>> begin SELECTION

I tried LIBGL_DRI3_DISABLE=1 retroarch in both modesetting/glamor and xf86-video-intel + SNA and it fails only with the -intel DDX. I'm confused how this can be a kernel problem in this case, sigh.
Is this patch no longer relevant for this problem? https://bugs.freedesktop.org/attachment.cgi?id=121524
If it is of any help, I created this trace with apitrace for reproducing the problem: https://dl.dropboxusercontent.com/u/6005119/retroarch/retroarch.trace $ apitrace replay retroarch.trace
Created attachment 127251 [details] retroarch apitrace
(In reply to Diego Viola from comment #34) > Is this patch no longer relevant for this problem? > > https://bugs.freedesktop.org/attachment.cgi?id=121524 We fixed that bug in Xorg. commit e43abdce964f5ed9689cf908af8c305b39a5dd36 Author: Chris Wilson <chris@chris-wilson.co.uk> Date: Wed Feb 3 09:54:46 2016 +0000 dri2: Unblock Clients on Drawable release If the Window is destroyed by another client, such as the window manager, the original client may be blocked by DRI2 awaiting a vblank event. When this happens, DRI2DrawableGone forgets to unblock that client and so the wait never completes. Note Present/xshmfence is also suspectible to this race. Testcase: dri2-race/manager Signed-off-by: Chris Wilson <chris@chris-wilson.co.uk> Cc: Ville Syrjälä <ville.syrjala@linux.intel.com> Reviewed-by: Ville Syrjälä <ville.syrjala@linux.intel.com>
(In reply to Chris Wilson from comment #37) > (In reply to Diego Viola from comment #34) > > Is this patch no longer relevant for this problem? > > > > https://bugs.freedesktop.org/attachment.cgi?id=121524 > > We fixed that bug in Xorg. > > commit e43abdce964f5ed9689cf908af8c305b39a5dd36 > Author: Chris Wilson <chris@chris-wilson.co.uk> > Date: Wed Feb 3 09:54:46 2016 +0000 > > dri2: Unblock Clients on Drawable release > > If the Window is destroyed by another client, such as the window > manager, the original client may be blocked by DRI2 awaiting a vblank > event. When this happens, DRI2DrawableGone forgets to unblock that > client and so the wait never completes. > > Note Present/xshmfence is also suspectible to this race. > > Testcase: dri2-race/manager > Signed-off-by: Chris Wilson <chris@chris-wilson.co.uk> > Cc: Ville Syrjälä <ville.syrjala@linux.intel.com> > Reviewed-by: Ville Syrjälä <ville.syrjala@linux.intel.com> Yes, I remember now. I still think xf86-video-intel+sna+dri2 shouldn't give different results than modesetting+glamor+dri2 for this use case, although I still get this bug even with Linux 4.8.1 and I've been bisecting from Linux 4.0 and up. That said, I realize you are busy and I'd hate to distract you with this. This seems like the last bug that I know of when it comes to RetroArch on Intel and I'd love for this to be fixed. Thanks for all of your help so far.

>> end SELECTION
>> begin DATASET ROWS

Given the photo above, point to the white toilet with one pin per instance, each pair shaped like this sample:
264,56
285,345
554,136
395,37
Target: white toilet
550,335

>> end DATASET ROWS

» REQUESTS:
1: Translate this sentence from the RetroArch bug thread into Spanish: "When this happens, DRI2DrawableGone forgets to unblock that client and so the wait never completes."
2: Extract the passage of the RetroArch bug thread starting at "I tried LIBGL_DRI3_DISABLE=1" and ending at "this case, sigh.".
The items are not needed for what follows.

» WRITTEN RESPONSES:
1: Cuando esto ocurre, DRI2DrawableGone olvida desbloquear a ese cliente y, por lo tanto, la espera nunca termina.

2:
I tried LIBGL_DRI3_DISABLE=1 retroarch in both modesetting/glamor and xf86-video-intel + SNA and it fails only with the -intel DDX. I'm confused how this can be a kernel problem in this case, sigh.